→ **WHAT YOU HAVE TO DO**: Extract all of the entries and set them down verbatim.

→ **RECORDS FOR THIS TASK**:
====
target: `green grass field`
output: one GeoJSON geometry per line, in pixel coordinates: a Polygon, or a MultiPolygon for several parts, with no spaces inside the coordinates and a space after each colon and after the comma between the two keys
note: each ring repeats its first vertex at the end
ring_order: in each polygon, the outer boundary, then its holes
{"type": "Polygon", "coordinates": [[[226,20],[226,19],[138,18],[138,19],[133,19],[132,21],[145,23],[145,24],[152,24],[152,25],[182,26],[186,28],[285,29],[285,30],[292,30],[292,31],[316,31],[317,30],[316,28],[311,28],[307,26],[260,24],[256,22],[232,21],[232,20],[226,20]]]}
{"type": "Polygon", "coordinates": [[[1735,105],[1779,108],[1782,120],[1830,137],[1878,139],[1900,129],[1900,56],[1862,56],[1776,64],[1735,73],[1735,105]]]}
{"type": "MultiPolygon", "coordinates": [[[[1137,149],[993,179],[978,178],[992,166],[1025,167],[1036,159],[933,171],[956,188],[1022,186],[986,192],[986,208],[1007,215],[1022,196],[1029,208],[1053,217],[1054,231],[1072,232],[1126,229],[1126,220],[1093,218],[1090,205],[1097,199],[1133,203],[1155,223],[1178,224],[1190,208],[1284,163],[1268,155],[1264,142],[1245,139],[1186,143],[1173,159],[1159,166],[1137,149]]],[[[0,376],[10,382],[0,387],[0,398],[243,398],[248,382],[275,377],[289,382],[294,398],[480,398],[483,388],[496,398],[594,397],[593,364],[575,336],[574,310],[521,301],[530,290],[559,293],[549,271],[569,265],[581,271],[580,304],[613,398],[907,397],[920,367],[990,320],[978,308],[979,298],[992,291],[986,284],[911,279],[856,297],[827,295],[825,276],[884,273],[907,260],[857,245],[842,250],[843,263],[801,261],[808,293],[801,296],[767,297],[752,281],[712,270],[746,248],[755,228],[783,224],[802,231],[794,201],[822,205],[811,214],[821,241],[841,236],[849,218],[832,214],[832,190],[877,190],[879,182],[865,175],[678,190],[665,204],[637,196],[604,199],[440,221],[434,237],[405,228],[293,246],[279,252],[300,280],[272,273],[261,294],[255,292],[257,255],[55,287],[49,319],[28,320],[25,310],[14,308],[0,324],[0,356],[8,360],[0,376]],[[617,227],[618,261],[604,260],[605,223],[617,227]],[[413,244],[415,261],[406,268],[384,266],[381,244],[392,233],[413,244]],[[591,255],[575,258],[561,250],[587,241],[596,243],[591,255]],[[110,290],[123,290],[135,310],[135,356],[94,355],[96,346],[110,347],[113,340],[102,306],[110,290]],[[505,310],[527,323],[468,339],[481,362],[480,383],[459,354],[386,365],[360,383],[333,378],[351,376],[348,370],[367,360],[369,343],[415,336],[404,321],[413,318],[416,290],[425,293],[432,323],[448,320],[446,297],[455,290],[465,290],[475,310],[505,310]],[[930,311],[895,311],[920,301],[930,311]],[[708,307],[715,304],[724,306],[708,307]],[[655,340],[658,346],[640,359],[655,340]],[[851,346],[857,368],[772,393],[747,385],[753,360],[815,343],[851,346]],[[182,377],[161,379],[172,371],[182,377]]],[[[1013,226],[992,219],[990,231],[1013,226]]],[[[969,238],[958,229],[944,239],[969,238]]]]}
====
→ **EXPECTED OUTPUT**:
target: `green grass field`
output: one GeoJSON geometry per line, in pixel coordinates: a Polygon, or a MultiPolygon for several parts, with no spaces inside the coordinates and a space after each colon and after the comma between the two keys
note: each ring repeats its first vertex at the end
ring_order: in each polygon, the outer boundary, then its holes
{"type": "Polygon", "coordinates": [[[226,20],[226,19],[138,18],[138,19],[133,19],[132,21],[145,23],[145,24],[152,24],[152,25],[182,26],[186,28],[285,29],[285,30],[292,30],[292,31],[316,31],[317,30],[316,28],[311,28],[307,26],[260,24],[256,22],[232,21],[232,20],[226,20]]]}
{"type": "Polygon", "coordinates": [[[1735,105],[1779,108],[1782,120],[1830,137],[1878,139],[1900,129],[1900,56],[1862,56],[1776,64],[1735,73],[1735,105]]]}
{"type": "MultiPolygon", "coordinates": [[[[1137,149],[993,179],[978,178],[992,166],[1025,167],[1036,159],[933,171],[956,188],[1022,186],[986,192],[986,208],[1007,215],[1022,196],[1029,208],[1053,217],[1054,231],[1072,232],[1126,229],[1126,220],[1093,218],[1090,205],[1097,199],[1133,203],[1155,223],[1178,224],[1190,208],[1284,163],[1268,155],[1264,142],[1245,139],[1186,143],[1173,159],[1159,166],[1137,149]]],[[[0,376],[10,382],[0,387],[0,398],[243,398],[248,382],[275,377],[289,382],[294,398],[480,398],[483,388],[496,398],[594,397],[593,364],[575,336],[574,310],[521,301],[530,290],[559,293],[549,271],[569,265],[581,271],[580,304],[613,398],[907,397],[920,367],[990,320],[978,308],[979,298],[992,291],[986,284],[911,279],[856,297],[827,295],[825,276],[884,273],[907,260],[857,245],[842,250],[843,263],[801,261],[808,293],[801,296],[767,297],[752,281],[712,270],[746,248],[755,228],[783,224],[802,231],[794,201],[822,205],[811,214],[821,241],[841,236],[849,218],[832,214],[832,190],[877,190],[879,182],[865,175],[678,190],[665,204],[637,196],[604,199],[440,221],[434,237],[405,228],[293,246],[279,252],[300,280],[272,273],[261,294],[255,292],[257,255],[55,287],[49,319],[28,320],[25,310],[14,308],[0,324],[0,356],[8,360],[0,376]],[[617,227],[618,261],[604,260],[605,223],[617,227]],[[413,244],[415,261],[406,268],[384,266],[381,244],[392,233],[413,244]],[[591,255],[575,258],[561,250],[587,241],[596,243],[591,255]],[[110,290],[123,290],[135,310],[135,356],[94,355],[96,346],[110,347],[113,340],[102,306],[110,290]],[[505,310],[527,323],[468,339],[481,362],[480,383],[459,354],[386,365],[360,383],[333,378],[351,376],[348,370],[367,360],[369,343],[415,336],[404,321],[413,318],[416,290],[425,293],[432,323],[448,320],[446,297],[455,290],[465,290],[475,310],[505,310]],[[930,311],[895,311],[920,301],[930,311]],[[708,307],[715,304],[724,306],[708,307]],[[655,340],[658,346],[640,359],[655,340]],[[851,346],[857,368],[772,393],[747,385],[753,360],[815,343],[851,346]],[[182,377],[161,379],[172,371],[182,377]]],[[[1013,226],[992,219],[990,231],[1013,226]]],[[[969,238],[958,229],[944,239],[969,238]]]]}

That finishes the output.